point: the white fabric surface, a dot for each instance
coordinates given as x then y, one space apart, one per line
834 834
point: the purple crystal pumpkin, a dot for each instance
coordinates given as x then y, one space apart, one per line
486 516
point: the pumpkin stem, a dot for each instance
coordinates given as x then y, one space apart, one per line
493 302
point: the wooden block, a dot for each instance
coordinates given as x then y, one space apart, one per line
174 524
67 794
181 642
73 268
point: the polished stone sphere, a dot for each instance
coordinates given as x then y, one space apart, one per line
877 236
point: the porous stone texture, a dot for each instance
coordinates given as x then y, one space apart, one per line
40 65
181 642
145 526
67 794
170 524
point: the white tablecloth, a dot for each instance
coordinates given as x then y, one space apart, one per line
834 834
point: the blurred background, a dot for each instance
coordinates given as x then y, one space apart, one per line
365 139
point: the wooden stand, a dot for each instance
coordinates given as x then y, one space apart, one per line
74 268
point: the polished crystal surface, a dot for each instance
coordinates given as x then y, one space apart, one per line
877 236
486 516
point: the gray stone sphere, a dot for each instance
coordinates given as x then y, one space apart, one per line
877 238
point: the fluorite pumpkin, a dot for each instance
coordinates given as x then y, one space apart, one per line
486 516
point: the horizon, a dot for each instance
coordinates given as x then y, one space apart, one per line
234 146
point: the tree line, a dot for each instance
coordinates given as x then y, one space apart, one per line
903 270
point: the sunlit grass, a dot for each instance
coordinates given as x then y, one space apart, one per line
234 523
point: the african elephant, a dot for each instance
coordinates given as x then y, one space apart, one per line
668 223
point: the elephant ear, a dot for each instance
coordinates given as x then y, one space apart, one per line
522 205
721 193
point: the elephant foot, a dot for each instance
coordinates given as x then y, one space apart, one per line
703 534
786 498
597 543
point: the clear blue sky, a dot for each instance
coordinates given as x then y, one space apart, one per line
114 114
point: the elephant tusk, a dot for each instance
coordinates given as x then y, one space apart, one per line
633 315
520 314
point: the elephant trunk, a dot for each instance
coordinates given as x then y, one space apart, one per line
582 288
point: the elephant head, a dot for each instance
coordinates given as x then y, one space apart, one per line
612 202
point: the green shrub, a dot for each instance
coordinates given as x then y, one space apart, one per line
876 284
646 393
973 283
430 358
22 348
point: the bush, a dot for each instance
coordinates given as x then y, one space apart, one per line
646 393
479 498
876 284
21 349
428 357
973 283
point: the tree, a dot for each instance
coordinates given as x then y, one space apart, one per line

..............................

**EXERCISE INSTRUCTIONS**
Extract every line from the one containing "point: the gray" to the end of the entries, including both of those lines, exactly as given and with nothing added.

**ANSWER TO THIS EXERCISE**
point: the gray stone sphere, a dot for each instance
coordinates given as x then y, one space apart, one per line
877 238
point: the fluorite pumpkin, a dot for each instance
coordinates given as x then y, one space apart, one per line
486 516
point: the horizon, a dot for each instance
coordinates given as x then y, one space apart, one per line
234 146
point: the tree line, a dot for each instance
coordinates given as x then y, one space apart, one per line
903 270
point: the sunlit grass, a dot for each instance
coordinates given as x then y, one space apart, one per line
234 523
point: the african elephant, a dot for each instance
coordinates given as x then y, one space apart, one per line
668 223
point: the elephant ear, a dot for each instance
coordinates given as x then y, one space apart, one per line
522 205
721 193
point: the elephant foot, a dot for each instance
coordinates given as x then y, one space apart, one per line
703 534
786 498
597 543
point: the clear blue sky, a dot for each instance
coordinates given as x then y, one space apart, one per line
114 114
point: the elephant tusk, a dot for each instance
coordinates given as x then y, one space apart, one per line
633 315
520 314
point: the elephant trunk, a dot for each instance
coordinates given as x then y, one space apart, one per line
582 288
point: the elephant head, a dot for each instance
coordinates given as x then y, one space apart, one per line
612 202
point: the green shrub, a dot for each instance
coordinates given as x then y, one space apart, one per line
876 284
646 393
973 283
430 358
22 348
point: the bush, a dot for each instance
coordinates given as x then y, one space apart, one per line
646 393
479 498
876 284
21 349
428 357
973 283
point: the tree, a dot for each instance
coordinates given as x then y, one space apart, one per line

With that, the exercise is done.